[Point annotation entries for images]
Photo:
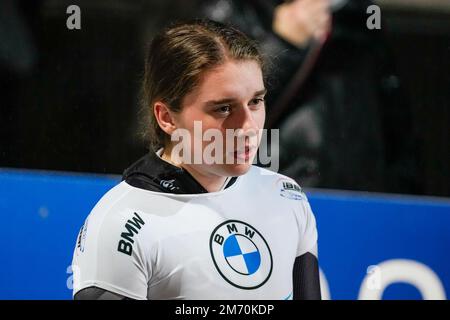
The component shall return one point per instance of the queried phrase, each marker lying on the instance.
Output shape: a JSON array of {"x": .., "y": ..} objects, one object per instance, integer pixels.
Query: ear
[{"x": 165, "y": 117}]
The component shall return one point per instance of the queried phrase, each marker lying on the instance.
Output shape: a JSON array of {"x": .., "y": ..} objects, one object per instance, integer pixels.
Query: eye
[
  {"x": 226, "y": 109},
  {"x": 256, "y": 101}
]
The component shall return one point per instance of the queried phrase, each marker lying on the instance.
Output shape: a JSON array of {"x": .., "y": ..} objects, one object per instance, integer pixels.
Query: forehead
[{"x": 233, "y": 79}]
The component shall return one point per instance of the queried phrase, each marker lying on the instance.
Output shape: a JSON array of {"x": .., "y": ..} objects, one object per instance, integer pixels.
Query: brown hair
[{"x": 175, "y": 60}]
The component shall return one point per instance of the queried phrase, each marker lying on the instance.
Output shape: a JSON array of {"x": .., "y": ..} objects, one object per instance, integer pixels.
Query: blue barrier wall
[{"x": 43, "y": 211}]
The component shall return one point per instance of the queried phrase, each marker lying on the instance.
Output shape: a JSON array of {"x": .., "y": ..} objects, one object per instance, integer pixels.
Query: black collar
[{"x": 153, "y": 173}]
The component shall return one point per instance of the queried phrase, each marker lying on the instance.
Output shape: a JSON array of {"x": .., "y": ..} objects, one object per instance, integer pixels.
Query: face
[{"x": 228, "y": 100}]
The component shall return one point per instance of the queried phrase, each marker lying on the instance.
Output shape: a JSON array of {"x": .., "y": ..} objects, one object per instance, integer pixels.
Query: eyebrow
[{"x": 229, "y": 100}]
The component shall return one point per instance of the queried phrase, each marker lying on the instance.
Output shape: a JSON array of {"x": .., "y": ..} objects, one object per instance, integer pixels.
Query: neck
[{"x": 210, "y": 182}]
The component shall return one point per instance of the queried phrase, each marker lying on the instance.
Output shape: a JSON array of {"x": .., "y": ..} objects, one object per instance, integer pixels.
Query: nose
[
  {"x": 246, "y": 120},
  {"x": 246, "y": 125}
]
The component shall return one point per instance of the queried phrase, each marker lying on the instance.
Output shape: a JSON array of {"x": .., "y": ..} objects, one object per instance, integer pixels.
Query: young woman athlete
[{"x": 215, "y": 226}]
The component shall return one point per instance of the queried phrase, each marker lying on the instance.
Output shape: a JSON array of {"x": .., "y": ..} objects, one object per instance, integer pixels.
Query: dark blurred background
[{"x": 378, "y": 99}]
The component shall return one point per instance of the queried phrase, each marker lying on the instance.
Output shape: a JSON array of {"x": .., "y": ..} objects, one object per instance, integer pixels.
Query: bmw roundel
[{"x": 241, "y": 254}]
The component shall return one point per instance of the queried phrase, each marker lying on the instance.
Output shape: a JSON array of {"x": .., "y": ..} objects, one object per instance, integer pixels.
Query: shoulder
[{"x": 275, "y": 182}]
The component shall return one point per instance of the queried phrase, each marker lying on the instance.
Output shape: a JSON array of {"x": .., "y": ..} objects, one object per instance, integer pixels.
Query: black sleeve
[
  {"x": 306, "y": 278},
  {"x": 94, "y": 293}
]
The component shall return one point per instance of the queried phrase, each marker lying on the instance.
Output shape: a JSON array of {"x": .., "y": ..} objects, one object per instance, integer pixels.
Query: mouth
[{"x": 244, "y": 153}]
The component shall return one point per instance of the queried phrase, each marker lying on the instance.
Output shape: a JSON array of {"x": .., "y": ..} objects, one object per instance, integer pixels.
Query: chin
[{"x": 238, "y": 169}]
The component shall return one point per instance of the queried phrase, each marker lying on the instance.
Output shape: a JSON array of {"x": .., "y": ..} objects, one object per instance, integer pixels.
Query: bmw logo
[{"x": 241, "y": 254}]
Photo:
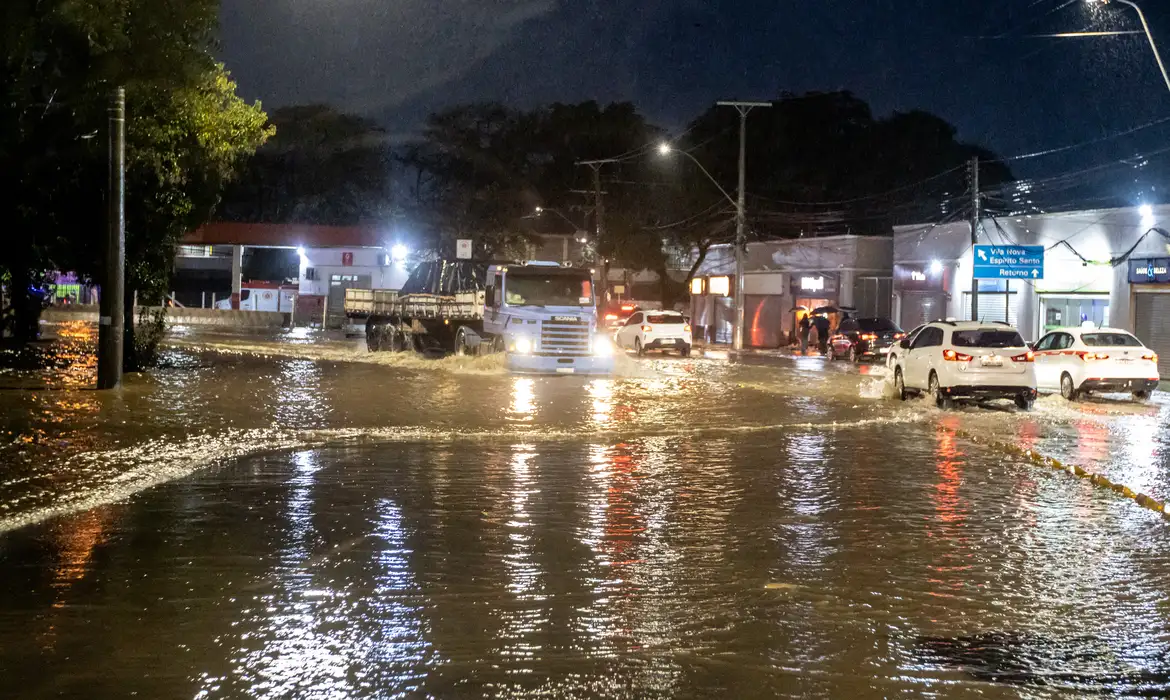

Task to complete
Report each line of the items above that contains the string "black", copying every such line in full.

Response to the task
Query: black collar
Query: black sleeve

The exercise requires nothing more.